What you should do>
Update the Ajax mine text by reproducing it starting with "The meeting at" and going on through "in preparation, however.", with "Grand Hall" changed to "Main Hall".

Text segment>
"""
Chiappetta was one of six experts brought in by the company to outline studies of key public concern, including noise and blasting, air quality and human health.
His response came to a question from Ruth Madsen, a mine opponent.
Kamloops Area Preservation Association has asked for a full-scale test blast so city residents can learn firsthand any vibrations or noise from blasting at the proposed open-pit copper mine immediately south of the city.
But Chiappetta said the industry standard would be to start operation with small blasts and measure vibration with instruments set between the mine and subdivisions in Pineview Valley and Aberdeen. It can then scale blasts to ensure there are no effects.
While consultants weren’t expected to provide answers — the company says those will come with its application to the provincial and federal governments expected next year — Chiappetta said mines have operated far closer than the 1.3-kilometers that any city subdivision will ever be to the mine.
Ajax mine “is not a technical challenge,” Chiappetta said. “We usually get called in when blasting is very close.”
“Very close,” Chiappetta said, includes housing with 300 metres of mine blasting.
“To us you have 1.3 to two kilometers and it’s a good buffer,” he said. “We have great capability to control things.”
Contrary to an opinion contained in a report from a local engineering firm, Chiappetta said it is impossible for a mine blast to create a window-breaking sonic boom.
The meeting at the university’s Grand Hall was the first of four scheduled this week. While Ajax meetings have typically been bustling and sometimes rowdy, Monday’s was a lightly attended and polite affair.
About 70 people were at the meeting in a room prepared for as many as 250. Two security guards were stationed outside the room in preparation, however.
Following presentations from Chiappetta and another noise expert, one of the attendees, Paula Pick, asked a simple question: “To bring it down to the layperson’s level, if you’re sleeping in Aberdeen or Pineview Valley…is your sleep going to be disturbed?”
The answer, of course, is it depends — on factors including wind, weather and even the person.
“I sleep through everything,” said engineer Johathan Chui. “My wife wakes up at the slightest sound.”
Scientists did say studies will specifically look at weather inversions, which can cause noise to travel greater distances.
One of the most persistent questioners was Robert Schemenauer, a retired scientist living in Kamloops. He questioned aspects of studies and said in an interview he sees a lack of scientific rigour in some.
On water, for example, “they’re not looking at all aspects, the expert on fog said in an interview.
“It’s not just rain and snow. It’s fog as well. We’ve known that for 30 or 40 years.”
A repeat of Monday’s presentation open the public is set for Tuesday at 1 p.m.
"""
Provided data>
"""
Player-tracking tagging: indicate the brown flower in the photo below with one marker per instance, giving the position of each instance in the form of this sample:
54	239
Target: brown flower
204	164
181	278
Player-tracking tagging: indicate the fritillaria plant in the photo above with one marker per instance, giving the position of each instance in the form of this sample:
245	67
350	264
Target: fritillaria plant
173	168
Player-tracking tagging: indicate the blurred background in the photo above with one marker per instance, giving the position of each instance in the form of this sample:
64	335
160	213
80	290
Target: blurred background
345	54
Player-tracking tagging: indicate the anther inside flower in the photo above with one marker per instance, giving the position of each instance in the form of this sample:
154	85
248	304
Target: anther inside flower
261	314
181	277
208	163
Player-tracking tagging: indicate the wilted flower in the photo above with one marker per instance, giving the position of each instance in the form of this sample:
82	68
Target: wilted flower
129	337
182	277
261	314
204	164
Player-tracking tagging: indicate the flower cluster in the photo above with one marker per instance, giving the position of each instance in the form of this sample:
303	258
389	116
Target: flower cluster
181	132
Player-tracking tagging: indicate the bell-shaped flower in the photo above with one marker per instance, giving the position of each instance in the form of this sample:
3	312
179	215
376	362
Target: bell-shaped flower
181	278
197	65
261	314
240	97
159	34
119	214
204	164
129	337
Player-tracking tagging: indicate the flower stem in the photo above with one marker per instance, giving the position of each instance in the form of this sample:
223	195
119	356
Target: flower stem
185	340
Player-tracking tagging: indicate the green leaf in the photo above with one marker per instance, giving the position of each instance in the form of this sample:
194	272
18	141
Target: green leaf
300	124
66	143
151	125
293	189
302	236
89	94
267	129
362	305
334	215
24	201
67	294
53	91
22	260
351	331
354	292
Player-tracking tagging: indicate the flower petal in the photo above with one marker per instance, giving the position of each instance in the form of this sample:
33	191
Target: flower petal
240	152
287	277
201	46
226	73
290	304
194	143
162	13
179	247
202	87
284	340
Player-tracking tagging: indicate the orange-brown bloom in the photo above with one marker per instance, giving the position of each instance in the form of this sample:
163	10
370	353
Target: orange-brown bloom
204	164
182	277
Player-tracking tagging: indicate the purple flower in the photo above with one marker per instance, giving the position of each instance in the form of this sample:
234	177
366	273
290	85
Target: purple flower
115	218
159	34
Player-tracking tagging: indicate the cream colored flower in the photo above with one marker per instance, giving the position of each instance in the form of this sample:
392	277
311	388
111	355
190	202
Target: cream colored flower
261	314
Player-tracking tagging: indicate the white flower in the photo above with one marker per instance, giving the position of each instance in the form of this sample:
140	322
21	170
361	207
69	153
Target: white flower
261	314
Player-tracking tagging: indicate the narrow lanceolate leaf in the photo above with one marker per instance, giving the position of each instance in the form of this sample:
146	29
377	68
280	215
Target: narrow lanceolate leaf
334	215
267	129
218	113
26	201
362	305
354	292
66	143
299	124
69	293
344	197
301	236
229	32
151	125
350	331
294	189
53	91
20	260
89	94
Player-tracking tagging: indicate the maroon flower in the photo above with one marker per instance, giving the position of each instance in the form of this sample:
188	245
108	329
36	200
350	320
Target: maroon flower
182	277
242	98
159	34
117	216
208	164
"""
Output of the exercise>
The meeting at the university’s Main Hall was the first of four scheduled this week. While Ajax meetings have typically been bustling and sometimes rowdy, Monday’s was a lightly attended and polite affair.
About 70 people were at the meeting in a room prepared for as many as 250. Two security guards were stationed outside the room in preparation, however.